Required task:
Extract, verbatim, all lines starting at the one containing "target | parked car" and ending with the final line of the listing, and no others.

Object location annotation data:

++++++++

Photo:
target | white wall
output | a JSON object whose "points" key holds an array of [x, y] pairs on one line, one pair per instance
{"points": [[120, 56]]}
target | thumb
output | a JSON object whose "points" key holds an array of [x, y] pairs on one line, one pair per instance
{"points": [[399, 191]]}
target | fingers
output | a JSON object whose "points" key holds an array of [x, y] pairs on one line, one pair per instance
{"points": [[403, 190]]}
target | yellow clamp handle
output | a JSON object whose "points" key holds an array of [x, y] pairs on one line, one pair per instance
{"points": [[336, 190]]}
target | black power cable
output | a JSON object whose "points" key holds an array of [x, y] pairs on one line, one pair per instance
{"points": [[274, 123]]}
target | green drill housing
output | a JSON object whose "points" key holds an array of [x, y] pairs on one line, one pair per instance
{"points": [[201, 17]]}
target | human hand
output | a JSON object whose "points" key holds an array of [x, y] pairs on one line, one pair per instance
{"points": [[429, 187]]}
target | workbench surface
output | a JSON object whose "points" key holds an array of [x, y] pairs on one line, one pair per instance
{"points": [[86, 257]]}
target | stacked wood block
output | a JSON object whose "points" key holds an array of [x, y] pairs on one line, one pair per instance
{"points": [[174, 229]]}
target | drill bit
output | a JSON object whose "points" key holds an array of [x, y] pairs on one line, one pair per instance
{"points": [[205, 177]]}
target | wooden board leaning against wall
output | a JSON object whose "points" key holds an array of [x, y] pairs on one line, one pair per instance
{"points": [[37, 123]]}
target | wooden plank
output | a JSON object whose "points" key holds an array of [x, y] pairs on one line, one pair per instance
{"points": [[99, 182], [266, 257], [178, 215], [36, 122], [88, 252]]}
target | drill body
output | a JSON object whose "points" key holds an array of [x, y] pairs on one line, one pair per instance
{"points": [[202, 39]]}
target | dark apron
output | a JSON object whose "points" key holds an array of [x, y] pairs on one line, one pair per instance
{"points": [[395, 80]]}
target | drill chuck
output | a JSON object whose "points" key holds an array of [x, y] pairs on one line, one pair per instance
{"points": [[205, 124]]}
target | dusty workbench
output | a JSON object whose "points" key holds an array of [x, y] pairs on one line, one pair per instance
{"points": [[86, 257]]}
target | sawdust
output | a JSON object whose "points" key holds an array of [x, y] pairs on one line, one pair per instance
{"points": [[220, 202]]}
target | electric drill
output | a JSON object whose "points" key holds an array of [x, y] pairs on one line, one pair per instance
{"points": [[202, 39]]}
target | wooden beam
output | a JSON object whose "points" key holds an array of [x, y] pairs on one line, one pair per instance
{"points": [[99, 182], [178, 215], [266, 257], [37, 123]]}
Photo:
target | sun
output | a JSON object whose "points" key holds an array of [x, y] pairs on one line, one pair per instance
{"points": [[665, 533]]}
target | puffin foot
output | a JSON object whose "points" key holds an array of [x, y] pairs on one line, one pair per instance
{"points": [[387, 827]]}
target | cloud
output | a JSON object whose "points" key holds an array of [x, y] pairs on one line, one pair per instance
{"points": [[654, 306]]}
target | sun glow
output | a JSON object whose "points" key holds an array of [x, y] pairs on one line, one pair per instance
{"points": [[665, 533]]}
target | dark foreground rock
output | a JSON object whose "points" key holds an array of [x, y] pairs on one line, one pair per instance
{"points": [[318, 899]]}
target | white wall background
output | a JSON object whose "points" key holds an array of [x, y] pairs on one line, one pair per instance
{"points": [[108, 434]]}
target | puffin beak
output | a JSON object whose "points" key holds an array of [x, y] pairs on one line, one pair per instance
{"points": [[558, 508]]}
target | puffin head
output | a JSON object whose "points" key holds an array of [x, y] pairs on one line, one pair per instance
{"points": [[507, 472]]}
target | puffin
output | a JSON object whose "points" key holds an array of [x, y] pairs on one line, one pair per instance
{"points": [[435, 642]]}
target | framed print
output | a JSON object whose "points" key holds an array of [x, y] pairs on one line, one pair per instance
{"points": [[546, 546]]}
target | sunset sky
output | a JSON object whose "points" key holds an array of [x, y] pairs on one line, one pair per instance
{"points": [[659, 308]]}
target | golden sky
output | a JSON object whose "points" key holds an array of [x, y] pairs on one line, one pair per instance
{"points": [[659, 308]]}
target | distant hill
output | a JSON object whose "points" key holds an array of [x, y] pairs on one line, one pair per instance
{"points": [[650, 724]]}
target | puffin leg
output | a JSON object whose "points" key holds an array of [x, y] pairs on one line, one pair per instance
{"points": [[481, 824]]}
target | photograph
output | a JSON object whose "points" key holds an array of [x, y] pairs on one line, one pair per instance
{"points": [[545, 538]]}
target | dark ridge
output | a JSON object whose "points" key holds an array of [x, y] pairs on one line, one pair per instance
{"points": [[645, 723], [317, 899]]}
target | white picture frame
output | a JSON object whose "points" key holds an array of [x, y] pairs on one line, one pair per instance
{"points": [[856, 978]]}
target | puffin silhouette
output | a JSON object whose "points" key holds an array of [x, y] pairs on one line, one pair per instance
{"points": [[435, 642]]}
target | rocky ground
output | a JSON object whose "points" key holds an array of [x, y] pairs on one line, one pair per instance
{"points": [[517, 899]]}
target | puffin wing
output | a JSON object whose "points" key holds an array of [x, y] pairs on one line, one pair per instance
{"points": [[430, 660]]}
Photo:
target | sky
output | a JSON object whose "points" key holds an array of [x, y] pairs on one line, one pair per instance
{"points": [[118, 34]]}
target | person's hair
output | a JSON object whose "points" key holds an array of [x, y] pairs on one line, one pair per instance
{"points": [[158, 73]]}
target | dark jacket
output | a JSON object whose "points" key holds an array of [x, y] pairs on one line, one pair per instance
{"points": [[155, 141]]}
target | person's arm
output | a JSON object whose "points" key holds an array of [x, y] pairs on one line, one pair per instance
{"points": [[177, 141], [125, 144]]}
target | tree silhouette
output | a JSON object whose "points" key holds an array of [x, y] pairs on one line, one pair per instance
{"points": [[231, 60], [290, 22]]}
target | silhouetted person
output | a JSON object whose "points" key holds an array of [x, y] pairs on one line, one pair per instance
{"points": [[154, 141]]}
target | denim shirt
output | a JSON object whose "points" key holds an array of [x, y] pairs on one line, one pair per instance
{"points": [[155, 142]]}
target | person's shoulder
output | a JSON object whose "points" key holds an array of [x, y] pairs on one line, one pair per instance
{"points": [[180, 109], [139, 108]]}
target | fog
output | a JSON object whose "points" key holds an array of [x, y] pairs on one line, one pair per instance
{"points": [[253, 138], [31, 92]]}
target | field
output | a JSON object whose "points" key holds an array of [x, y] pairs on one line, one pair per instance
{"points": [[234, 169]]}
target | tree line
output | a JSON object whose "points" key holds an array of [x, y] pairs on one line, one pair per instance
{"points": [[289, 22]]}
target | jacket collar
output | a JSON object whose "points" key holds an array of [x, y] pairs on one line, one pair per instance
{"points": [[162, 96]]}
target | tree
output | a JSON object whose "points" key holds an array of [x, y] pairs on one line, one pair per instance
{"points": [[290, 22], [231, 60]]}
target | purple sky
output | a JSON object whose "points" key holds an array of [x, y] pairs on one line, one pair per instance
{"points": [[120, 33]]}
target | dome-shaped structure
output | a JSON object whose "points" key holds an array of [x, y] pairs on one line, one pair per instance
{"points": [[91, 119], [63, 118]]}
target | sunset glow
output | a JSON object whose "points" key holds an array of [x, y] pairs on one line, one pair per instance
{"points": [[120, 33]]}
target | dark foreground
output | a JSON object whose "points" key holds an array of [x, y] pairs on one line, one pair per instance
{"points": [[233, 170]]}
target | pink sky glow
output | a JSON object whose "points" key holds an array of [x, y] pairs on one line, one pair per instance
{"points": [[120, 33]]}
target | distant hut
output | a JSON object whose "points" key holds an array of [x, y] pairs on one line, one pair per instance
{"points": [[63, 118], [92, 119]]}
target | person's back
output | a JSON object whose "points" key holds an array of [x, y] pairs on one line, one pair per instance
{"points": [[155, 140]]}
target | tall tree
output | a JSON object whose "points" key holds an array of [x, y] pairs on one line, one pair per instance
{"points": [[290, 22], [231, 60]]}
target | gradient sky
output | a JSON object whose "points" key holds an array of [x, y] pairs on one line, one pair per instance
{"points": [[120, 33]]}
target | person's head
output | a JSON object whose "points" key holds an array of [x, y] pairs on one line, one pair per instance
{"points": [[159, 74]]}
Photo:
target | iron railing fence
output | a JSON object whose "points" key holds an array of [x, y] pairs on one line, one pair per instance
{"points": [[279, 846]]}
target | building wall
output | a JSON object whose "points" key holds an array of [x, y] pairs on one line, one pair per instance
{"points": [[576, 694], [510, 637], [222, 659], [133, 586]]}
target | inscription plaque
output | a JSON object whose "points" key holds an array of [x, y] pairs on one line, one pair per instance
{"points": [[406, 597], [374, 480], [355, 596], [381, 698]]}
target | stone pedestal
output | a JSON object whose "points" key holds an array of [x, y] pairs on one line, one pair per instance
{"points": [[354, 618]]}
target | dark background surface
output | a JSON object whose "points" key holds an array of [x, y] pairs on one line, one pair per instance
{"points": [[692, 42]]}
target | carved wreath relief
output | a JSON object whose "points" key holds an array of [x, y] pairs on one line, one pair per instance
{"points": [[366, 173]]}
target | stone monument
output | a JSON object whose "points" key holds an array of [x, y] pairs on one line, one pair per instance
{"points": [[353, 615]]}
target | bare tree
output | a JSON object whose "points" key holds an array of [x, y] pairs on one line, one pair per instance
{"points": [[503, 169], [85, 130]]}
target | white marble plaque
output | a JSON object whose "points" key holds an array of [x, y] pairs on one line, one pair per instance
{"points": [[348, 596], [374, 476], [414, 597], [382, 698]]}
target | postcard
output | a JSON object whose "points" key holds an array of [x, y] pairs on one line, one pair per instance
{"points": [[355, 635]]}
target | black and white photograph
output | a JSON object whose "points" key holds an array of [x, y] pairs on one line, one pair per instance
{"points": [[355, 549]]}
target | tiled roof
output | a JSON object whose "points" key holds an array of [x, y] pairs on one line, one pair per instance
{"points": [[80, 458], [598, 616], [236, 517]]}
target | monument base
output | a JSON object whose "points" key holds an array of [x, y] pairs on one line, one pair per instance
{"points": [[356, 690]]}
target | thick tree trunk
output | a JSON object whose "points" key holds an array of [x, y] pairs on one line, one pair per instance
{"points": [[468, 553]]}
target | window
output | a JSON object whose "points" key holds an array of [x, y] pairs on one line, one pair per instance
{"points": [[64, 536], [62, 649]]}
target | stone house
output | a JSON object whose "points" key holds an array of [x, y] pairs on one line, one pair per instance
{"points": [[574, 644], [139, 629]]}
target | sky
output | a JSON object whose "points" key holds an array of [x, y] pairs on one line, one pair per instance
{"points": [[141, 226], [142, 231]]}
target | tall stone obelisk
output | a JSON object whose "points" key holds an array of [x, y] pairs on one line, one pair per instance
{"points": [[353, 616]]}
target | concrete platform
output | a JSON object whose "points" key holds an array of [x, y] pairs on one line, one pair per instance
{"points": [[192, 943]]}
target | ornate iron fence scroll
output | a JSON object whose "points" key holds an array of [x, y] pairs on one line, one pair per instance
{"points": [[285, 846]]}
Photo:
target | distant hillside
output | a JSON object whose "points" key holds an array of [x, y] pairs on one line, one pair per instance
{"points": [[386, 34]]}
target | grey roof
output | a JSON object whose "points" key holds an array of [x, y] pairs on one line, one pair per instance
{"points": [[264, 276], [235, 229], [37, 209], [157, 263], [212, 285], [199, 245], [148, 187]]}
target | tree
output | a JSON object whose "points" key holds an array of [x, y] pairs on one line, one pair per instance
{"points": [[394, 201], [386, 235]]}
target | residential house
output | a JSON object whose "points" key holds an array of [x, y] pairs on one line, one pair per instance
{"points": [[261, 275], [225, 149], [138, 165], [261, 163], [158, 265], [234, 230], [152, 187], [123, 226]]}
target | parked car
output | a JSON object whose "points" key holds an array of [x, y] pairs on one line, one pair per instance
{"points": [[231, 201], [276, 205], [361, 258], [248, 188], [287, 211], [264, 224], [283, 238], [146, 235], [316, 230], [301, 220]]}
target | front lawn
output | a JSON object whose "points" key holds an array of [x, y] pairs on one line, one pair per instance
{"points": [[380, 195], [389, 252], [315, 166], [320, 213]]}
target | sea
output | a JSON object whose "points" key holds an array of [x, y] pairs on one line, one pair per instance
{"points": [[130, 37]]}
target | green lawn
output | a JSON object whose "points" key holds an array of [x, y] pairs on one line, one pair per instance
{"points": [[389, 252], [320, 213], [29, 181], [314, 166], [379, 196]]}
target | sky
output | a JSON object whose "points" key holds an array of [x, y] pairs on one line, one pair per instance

++++++++

Task answer:
target | parked car
output | a JSON object whose "points" key holds an array of [x, y] pairs on one line, one pair per instance
{"points": [[231, 201], [276, 205], [361, 258], [248, 188], [287, 211], [264, 224], [283, 238], [146, 235], [316, 230], [301, 220]]}
target | front lawn
output | a JSON object whose "points" key holds an array of [x, y] pairs on one line, one pair per instance
{"points": [[380, 195], [389, 252], [315, 166], [320, 213]]}
target | sea
output | a JSON object whose "points" key holds an array of [x, y] pairs on one line, one pair per instance
{"points": [[130, 37]]}
target | green lawn
output | a JSON object whose "points" key holds an array of [x, y] pairs on one line, one pair per instance
{"points": [[389, 252], [320, 213], [29, 181], [314, 166], [379, 196]]}
target | sky
output | a JSON object whose "points" key holds an array of [x, y] pairs on one line, one pair per instance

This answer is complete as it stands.